■ TASKS TO PERFORM:
1. According to the interview, which award did the Map of Repairs application win in 2020, and in which category?
2. Print the part of the interview that opens with the words containing "Yulia Grechka: Three" and closes with "the right thing.".

Empowering citizens to become anti-corruption activists with just a few clicks

In 2020, the application Map of Repairs won The Innovation in Politics Award in the Democracy category. Dubravka Šuica, Vice-President of the European Commission for Democracy and Demography, presented the Award to the winning team. We spoke with Yulia Grechka, Head of the Board of CSO Anti-corruption Headquarters, about what it takes to tackle corruption.

What inspired you to become an anti-corruption advocate? 

Yulia Grechka: Three years ago I was asked to work for the NGO Anti-Corruption Headquarters and I immediately jumped at the opportunity. Corruption is such a huge problem in Ukraine, so society needs decisions and truths for dealing with this problem. The mission of our organisation is interesting and useful, this is why I think we are doing the right thing.  

How did the Map of Repairs come about?

■ EXTRACTED DATA:
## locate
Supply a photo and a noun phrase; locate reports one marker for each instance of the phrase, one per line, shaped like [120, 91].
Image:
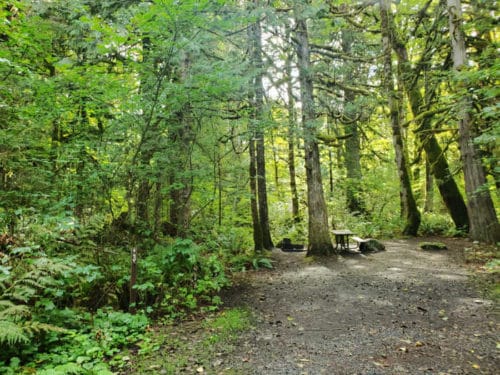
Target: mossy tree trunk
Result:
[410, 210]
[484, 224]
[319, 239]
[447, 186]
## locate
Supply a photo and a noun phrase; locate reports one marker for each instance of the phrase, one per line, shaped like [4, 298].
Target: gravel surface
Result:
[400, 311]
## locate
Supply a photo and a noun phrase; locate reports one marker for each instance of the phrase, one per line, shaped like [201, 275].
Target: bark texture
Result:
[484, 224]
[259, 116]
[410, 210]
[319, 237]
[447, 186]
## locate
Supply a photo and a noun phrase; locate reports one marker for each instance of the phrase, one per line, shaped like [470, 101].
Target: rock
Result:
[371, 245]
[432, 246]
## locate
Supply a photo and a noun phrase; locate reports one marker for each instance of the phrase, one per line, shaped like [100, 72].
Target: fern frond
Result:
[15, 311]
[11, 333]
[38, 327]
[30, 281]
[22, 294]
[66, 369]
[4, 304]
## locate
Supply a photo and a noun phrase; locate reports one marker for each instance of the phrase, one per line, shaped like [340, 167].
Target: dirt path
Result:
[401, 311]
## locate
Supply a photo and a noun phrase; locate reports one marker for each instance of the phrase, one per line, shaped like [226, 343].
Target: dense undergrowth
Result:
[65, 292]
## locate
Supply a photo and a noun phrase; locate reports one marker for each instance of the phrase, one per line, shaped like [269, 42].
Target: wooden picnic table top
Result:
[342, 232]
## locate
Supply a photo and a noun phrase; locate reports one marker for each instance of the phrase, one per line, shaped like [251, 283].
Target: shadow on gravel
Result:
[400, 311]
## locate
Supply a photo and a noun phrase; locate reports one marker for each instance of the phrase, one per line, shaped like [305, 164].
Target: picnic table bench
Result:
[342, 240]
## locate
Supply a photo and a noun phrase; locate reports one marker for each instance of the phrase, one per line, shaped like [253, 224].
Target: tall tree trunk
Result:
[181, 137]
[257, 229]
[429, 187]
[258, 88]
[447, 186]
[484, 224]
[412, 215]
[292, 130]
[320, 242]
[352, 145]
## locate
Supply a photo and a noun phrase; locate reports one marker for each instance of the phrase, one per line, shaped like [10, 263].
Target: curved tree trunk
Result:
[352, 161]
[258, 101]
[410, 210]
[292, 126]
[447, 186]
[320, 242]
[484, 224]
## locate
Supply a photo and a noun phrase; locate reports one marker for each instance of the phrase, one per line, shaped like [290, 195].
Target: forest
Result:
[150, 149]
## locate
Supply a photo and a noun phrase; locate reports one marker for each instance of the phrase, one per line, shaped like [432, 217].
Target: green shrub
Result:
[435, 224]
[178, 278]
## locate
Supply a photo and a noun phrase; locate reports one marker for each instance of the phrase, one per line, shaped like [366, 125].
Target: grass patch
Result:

---

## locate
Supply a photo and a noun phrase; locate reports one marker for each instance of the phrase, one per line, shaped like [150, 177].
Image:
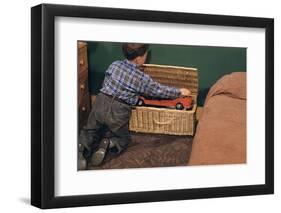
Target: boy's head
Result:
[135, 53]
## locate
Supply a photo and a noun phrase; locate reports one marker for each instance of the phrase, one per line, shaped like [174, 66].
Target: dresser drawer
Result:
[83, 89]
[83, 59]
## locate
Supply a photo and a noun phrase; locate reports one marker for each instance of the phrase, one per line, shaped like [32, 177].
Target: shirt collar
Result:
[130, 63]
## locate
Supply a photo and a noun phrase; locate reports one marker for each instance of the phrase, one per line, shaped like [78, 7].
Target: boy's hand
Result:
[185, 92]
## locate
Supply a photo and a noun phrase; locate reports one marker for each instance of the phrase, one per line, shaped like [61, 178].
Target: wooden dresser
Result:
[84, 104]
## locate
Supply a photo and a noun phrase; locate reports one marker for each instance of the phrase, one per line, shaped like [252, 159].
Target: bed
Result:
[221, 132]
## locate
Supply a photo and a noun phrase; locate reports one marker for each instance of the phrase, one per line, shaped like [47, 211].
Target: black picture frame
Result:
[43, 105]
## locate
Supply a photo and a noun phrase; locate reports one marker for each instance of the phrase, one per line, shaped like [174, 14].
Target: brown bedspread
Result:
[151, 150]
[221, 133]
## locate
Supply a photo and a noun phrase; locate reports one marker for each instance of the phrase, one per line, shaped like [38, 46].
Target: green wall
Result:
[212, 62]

■ RESPONSES IN ORDER:
1. The Innovation in Politics Award, in the Democracy category.

2.
Yulia Grechka: Three years ago I was asked to work for the NGO Anti-Corruption Headquarters and I immediately jumped at the opportunity. Corruption is such a huge problem in Ukraine, so society needs decisions and truths for dealing with this problem. The mission of our organisation is interesting and useful, this is why I think we are doing the right thing.